Data extracted from a collection:

-=-=-

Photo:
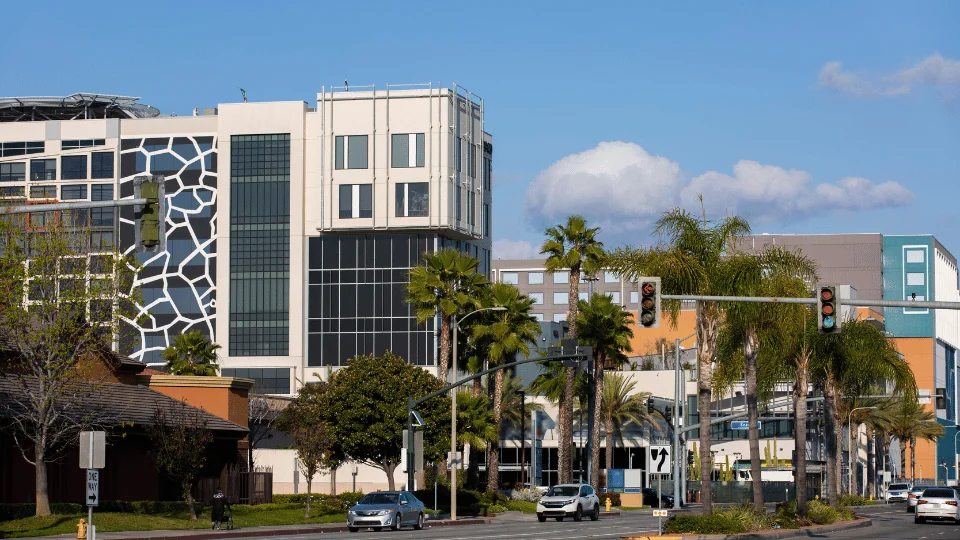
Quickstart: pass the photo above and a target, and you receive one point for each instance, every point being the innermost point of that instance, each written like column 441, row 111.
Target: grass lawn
column 243, row 516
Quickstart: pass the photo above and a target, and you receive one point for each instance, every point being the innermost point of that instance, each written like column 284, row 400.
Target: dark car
column 650, row 499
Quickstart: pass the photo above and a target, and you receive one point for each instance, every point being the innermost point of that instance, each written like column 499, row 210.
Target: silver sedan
column 381, row 509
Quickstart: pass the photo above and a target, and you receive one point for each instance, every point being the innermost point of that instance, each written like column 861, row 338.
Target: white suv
column 569, row 500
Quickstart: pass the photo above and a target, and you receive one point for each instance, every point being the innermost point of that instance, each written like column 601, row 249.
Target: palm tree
column 618, row 406
column 691, row 259
column 572, row 247
column 756, row 330
column 912, row 421
column 447, row 283
column 192, row 354
column 506, row 333
column 606, row 327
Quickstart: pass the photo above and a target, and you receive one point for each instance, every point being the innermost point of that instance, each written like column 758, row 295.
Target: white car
column 938, row 503
column 569, row 500
column 896, row 492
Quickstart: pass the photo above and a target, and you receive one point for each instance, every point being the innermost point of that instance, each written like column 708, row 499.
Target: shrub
column 612, row 495
column 529, row 495
column 718, row 523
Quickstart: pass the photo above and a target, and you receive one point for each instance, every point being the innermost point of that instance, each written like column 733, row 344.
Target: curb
column 252, row 532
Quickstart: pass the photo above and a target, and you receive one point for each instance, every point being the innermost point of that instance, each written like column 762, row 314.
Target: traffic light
column 828, row 309
column 150, row 215
column 649, row 312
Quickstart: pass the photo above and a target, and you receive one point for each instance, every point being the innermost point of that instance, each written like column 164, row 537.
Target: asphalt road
column 894, row 522
column 515, row 527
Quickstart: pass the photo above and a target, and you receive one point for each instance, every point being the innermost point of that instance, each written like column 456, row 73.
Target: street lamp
column 453, row 409
column 853, row 455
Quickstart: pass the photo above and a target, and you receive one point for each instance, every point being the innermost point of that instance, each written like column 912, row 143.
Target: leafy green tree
column 366, row 409
column 572, row 247
column 304, row 419
column 753, row 332
column 691, row 259
column 179, row 437
column 620, row 405
column 447, row 283
column 62, row 299
column 606, row 327
column 192, row 354
column 507, row 333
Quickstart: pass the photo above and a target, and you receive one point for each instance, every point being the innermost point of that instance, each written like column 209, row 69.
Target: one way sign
column 93, row 486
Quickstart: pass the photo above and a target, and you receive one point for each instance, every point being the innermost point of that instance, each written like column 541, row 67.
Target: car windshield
column 379, row 498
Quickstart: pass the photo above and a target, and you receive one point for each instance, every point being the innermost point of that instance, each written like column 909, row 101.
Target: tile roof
column 130, row 403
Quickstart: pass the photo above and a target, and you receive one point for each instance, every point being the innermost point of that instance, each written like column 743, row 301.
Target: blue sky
column 614, row 110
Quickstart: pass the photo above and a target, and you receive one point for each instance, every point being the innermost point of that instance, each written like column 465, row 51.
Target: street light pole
column 453, row 409
column 853, row 452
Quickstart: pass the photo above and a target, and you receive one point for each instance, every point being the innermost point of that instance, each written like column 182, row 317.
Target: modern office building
column 290, row 227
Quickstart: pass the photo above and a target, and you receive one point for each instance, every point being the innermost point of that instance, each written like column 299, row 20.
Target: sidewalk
column 278, row 530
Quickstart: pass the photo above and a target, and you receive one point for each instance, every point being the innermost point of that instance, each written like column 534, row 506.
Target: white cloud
column 622, row 188
column 514, row 249
column 934, row 71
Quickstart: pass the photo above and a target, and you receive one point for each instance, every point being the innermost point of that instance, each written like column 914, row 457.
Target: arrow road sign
column 93, row 486
column 660, row 462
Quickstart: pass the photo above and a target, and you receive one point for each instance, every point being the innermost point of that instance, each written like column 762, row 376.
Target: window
column 265, row 380
column 43, row 169
column 21, row 148
column 408, row 150
column 916, row 278
column 81, row 143
column 351, row 152
column 101, row 165
column 73, row 192
column 356, row 201
column 413, row 200
column 457, row 154
column 43, row 192
column 74, row 167
column 13, row 172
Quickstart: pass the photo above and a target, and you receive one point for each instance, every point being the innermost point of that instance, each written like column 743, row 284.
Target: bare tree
column 61, row 299
column 179, row 437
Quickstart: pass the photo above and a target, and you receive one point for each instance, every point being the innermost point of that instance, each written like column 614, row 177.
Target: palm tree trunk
column 598, row 406
column 750, row 349
column 706, row 341
column 829, row 406
column 800, row 431
column 493, row 447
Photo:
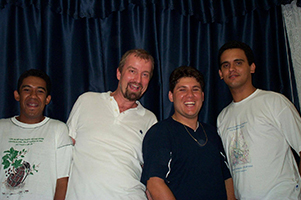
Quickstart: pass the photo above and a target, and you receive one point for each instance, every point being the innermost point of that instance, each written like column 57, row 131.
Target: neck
column 123, row 103
column 241, row 93
column 191, row 123
column 27, row 120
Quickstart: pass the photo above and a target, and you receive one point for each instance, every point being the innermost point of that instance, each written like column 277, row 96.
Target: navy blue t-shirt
column 190, row 171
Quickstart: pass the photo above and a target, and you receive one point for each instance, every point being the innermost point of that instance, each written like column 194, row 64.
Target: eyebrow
column 238, row 59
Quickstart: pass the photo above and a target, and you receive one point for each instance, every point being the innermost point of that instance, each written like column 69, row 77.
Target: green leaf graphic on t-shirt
column 13, row 158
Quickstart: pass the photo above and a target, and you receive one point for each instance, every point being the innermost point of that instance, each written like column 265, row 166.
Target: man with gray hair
column 108, row 129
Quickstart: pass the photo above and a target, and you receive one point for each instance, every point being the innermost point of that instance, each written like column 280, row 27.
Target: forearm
column 230, row 189
column 300, row 163
column 61, row 188
column 159, row 190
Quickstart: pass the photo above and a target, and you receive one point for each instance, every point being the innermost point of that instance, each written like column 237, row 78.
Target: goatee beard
column 132, row 96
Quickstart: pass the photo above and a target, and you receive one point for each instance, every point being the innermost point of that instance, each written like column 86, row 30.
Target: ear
column 252, row 68
column 118, row 74
column 203, row 96
column 220, row 74
column 17, row 95
column 170, row 96
column 48, row 99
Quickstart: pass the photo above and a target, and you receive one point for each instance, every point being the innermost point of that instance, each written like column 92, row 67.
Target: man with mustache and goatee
column 107, row 130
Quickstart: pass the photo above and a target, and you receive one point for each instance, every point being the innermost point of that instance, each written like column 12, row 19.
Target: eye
column 41, row 91
column 238, row 63
column 225, row 65
column 146, row 75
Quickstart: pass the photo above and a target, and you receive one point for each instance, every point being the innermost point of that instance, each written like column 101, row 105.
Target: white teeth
column 189, row 103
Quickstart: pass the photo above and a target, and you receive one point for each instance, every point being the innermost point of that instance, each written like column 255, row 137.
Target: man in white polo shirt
column 108, row 129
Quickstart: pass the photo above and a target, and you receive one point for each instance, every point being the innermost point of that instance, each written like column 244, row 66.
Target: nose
column 33, row 94
column 138, row 78
column 232, row 67
column 190, row 93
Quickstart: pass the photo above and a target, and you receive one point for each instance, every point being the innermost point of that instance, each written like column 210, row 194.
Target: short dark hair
column 37, row 73
column 140, row 53
column 236, row 45
column 185, row 71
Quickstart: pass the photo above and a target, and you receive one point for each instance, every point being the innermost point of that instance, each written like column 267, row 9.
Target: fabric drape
column 79, row 44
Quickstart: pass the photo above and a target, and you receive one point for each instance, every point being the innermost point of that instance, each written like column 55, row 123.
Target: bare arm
column 300, row 163
column 230, row 189
column 159, row 190
column 61, row 188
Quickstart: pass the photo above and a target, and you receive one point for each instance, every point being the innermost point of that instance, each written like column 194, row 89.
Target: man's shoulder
column 56, row 122
column 95, row 94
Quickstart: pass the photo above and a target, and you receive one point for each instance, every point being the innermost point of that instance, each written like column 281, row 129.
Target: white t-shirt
column 33, row 157
column 108, row 149
column 257, row 133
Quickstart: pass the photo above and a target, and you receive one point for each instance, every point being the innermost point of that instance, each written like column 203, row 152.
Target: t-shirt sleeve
column 72, row 121
column 156, row 153
column 223, row 159
column 63, row 152
column 289, row 122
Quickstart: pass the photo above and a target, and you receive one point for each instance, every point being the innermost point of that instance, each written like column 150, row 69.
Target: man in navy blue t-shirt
column 184, row 158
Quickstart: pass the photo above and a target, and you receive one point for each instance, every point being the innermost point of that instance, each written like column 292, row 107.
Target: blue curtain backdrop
column 79, row 44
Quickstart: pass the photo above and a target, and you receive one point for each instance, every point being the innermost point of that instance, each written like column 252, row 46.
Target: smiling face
column 235, row 69
column 188, row 98
column 32, row 96
column 134, row 78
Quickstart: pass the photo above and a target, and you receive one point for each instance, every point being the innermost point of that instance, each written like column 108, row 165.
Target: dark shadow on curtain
column 79, row 45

-=-=-

• Task goal: In the records above, find the line with "101, row 105."; write out exactly that line and each one after it, stopping after the line with "281, row 129.".

• Answer below:
Quickstart: pass the photo above and a target, and you receive one point for each instance, every point being the innermost point of that instance, each written like column 101, row 105.
Target: white teeth
column 189, row 103
Quickstart: pass the photo above and a target, and you receive one point for each instance, every point being the innermost point of that instance, each written like column 255, row 137.
Target: man in white polo shirt
column 108, row 129
Quickstart: pass the photo above and a target, and you receive one point for each instance, every point being the innermost point of that instance, each written like column 244, row 66.
Target: nose
column 33, row 94
column 138, row 78
column 232, row 67
column 190, row 93
Quickstart: pass the photo above and a target, and you receive one point for each instance, every point being the innermost point of that instance, each written like column 210, row 194.
Target: short dark hair
column 37, row 73
column 140, row 53
column 236, row 45
column 185, row 71
Quickstart: pass the photo above and a target, and you receive one point for each instance, every point being the innermost point of that instance, each written like column 267, row 9.
Target: fabric drape
column 79, row 44
Quickstart: pass the photo above and a target, and you receive one point for each instance, every point being the innermost point of that instance, each written like column 55, row 123.
Target: bare arm
column 300, row 163
column 230, row 189
column 159, row 190
column 61, row 188
Quickstart: pass the photo above and a target, and you receive one point for each instance, every point being the innermost point of that instance, each written like column 194, row 89.
Target: man's shoulder
column 56, row 122
column 95, row 94
Quickstart: pass the photo above and a target, and you receive one point for each instance, every point being the innermost point of that instance, each written like column 281, row 129.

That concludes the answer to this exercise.